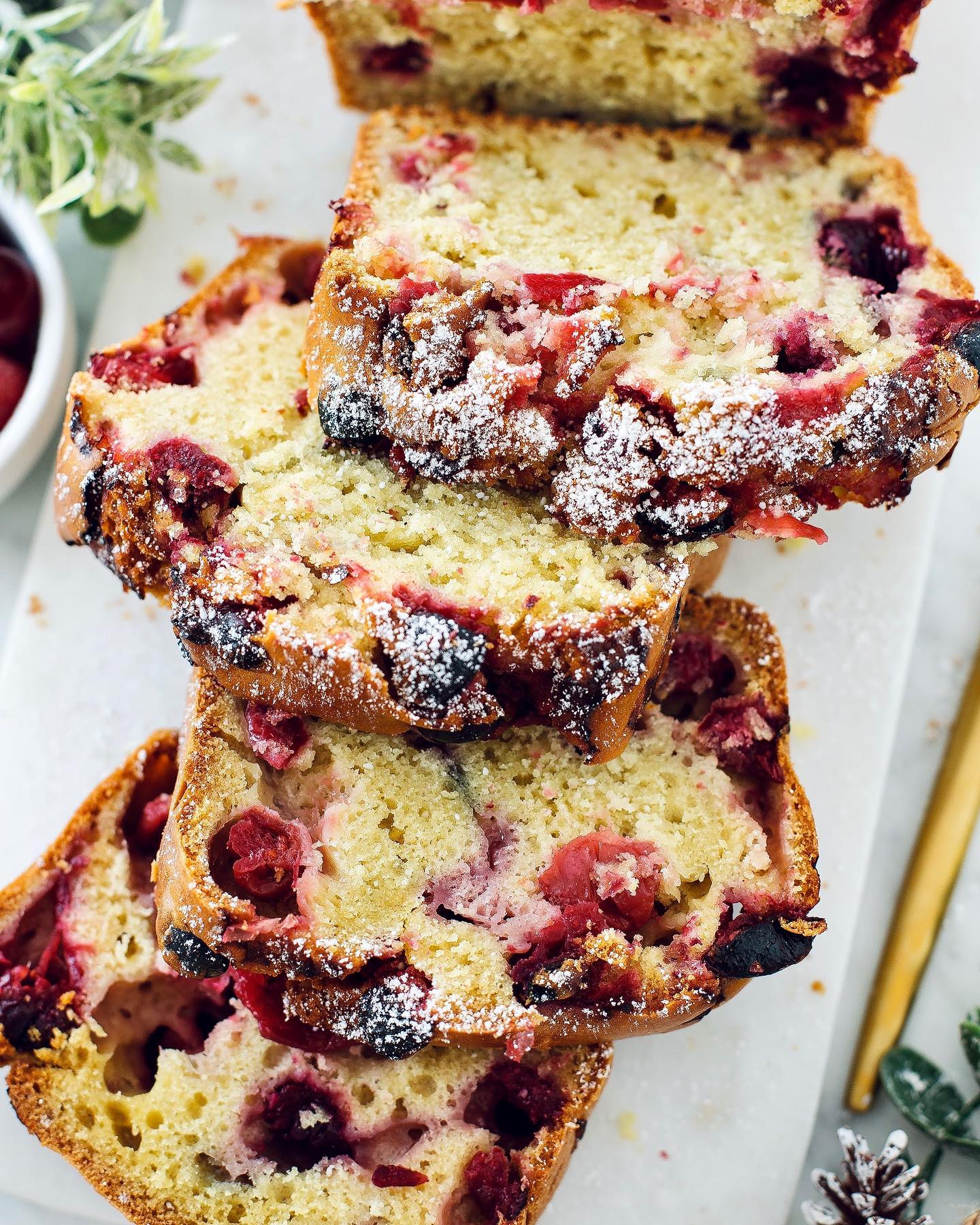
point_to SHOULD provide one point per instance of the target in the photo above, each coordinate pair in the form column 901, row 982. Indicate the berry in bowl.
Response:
column 37, row 340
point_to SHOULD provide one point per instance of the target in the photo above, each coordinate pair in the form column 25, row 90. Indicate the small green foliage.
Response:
column 82, row 91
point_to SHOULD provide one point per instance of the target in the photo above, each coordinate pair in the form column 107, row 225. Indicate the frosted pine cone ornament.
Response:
column 869, row 1190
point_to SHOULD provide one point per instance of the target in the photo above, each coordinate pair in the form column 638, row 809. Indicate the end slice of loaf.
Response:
column 773, row 65
column 312, row 577
column 163, row 1093
column 499, row 892
column 667, row 335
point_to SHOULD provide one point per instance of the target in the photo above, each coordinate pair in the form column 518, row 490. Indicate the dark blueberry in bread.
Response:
column 431, row 659
column 755, row 947
column 349, row 416
column 193, row 955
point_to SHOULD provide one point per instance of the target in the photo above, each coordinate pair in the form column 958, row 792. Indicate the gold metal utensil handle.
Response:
column 924, row 896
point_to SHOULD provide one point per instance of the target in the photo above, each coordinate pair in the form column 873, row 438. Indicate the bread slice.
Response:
column 165, row 1096
column 497, row 892
column 312, row 577
column 772, row 65
column 668, row 335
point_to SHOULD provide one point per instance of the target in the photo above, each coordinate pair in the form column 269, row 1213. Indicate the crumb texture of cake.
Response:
column 668, row 336
column 499, row 891
column 315, row 578
column 814, row 67
column 165, row 1096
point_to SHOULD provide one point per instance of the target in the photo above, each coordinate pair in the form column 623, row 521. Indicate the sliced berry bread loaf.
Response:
column 815, row 67
column 669, row 335
column 312, row 577
column 165, row 1094
column 497, row 892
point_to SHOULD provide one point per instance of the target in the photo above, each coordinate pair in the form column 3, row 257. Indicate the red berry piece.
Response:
column 744, row 734
column 698, row 672
column 190, row 478
column 496, row 1185
column 269, row 853
column 20, row 299
column 12, row 381
column 874, row 248
column 397, row 1176
column 275, row 735
column 141, row 369
column 263, row 998
column 514, row 1100
column 298, row 1125
column 404, row 59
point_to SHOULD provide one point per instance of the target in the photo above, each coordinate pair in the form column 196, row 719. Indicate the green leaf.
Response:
column 71, row 190
column 969, row 1034
column 928, row 1098
column 110, row 228
column 179, row 154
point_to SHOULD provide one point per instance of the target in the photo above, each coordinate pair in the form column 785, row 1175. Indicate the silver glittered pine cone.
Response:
column 869, row 1190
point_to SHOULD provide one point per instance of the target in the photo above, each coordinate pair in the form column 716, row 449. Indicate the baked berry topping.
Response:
column 698, row 672
column 514, row 1100
column 402, row 59
column 277, row 736
column 751, row 947
column 802, row 348
column 298, row 1125
column 229, row 629
column 193, row 956
column 617, row 875
column 874, row 248
column 397, row 1176
column 557, row 288
column 140, row 369
column 38, row 975
column 744, row 734
column 431, row 659
column 392, row 1017
column 349, row 416
column 190, row 478
column 269, row 853
column 263, row 998
column 951, row 321
column 496, row 1185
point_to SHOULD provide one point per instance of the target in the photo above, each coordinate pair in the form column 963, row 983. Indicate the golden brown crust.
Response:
column 33, row 1093
column 358, row 91
column 152, row 767
column 911, row 418
column 189, row 898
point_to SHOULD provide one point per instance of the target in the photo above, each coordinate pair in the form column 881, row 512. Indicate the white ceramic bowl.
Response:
column 43, row 402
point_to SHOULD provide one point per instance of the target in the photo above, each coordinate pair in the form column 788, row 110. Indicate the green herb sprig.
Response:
column 82, row 91
column 930, row 1099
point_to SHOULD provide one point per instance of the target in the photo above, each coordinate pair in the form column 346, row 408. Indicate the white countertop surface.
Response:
column 949, row 634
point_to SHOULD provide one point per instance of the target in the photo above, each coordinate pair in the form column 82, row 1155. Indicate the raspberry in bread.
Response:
column 669, row 335
column 815, row 67
column 312, row 577
column 499, row 892
column 163, row 1093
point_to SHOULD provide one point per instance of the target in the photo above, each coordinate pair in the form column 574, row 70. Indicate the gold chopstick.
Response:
column 921, row 903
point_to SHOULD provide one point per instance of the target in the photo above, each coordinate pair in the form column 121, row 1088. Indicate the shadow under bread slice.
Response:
column 500, row 891
column 312, row 577
column 163, row 1093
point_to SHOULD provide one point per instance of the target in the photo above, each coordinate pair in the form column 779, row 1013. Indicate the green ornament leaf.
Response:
column 112, row 228
column 969, row 1034
column 928, row 1098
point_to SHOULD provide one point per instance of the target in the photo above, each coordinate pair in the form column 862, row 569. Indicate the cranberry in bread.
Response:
column 165, row 1096
column 667, row 335
column 815, row 67
column 497, row 892
column 312, row 577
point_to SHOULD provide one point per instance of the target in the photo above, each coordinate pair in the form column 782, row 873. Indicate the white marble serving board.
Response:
column 698, row 1127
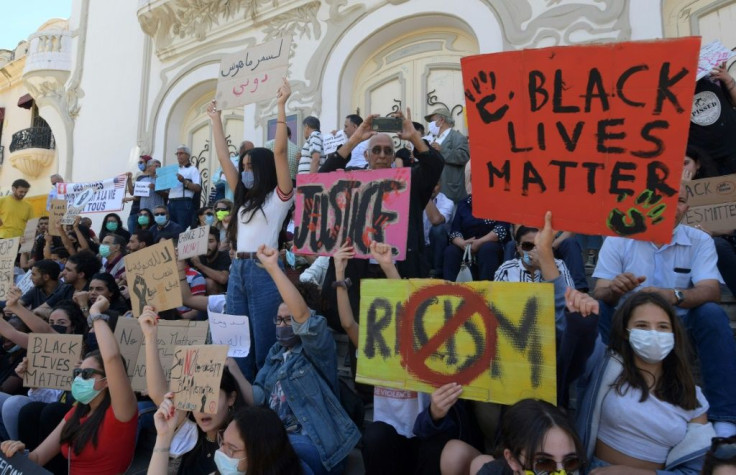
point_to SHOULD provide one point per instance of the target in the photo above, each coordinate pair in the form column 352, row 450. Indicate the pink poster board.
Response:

## TO DO
Output the lines exactly as they appear, from the line containing "golden brown crust." to the line containing "column 949, row 634", including both of those lines and nothing else.

## FINISHED TASK
point_to SHOULD provide one point per instance of the target in the photo above, each coordinate pair in the form column 963, row 983. Indicate the golden brown crust.
Response:
column 33, row 1093
column 358, row 91
column 152, row 767
column 911, row 418
column 189, row 898
point_to SHOULD provide one point per instance of the target in the photo above, each coordinate pair in the form column 881, row 512. Indicate the white ceramic bowl.
Response:
column 43, row 402
point_to SHOULD provide one point per instance of the target in the photo above, each coordinate pair in the form column 788, row 110. Indicate the green herb sprig.
Response:
column 82, row 91
column 930, row 1099
point_to SHOULD provide one point per instance of the target in the photo above, each coordinate pair in the form column 346, row 408. Indicate the white countertop surface.
Response:
column 949, row 634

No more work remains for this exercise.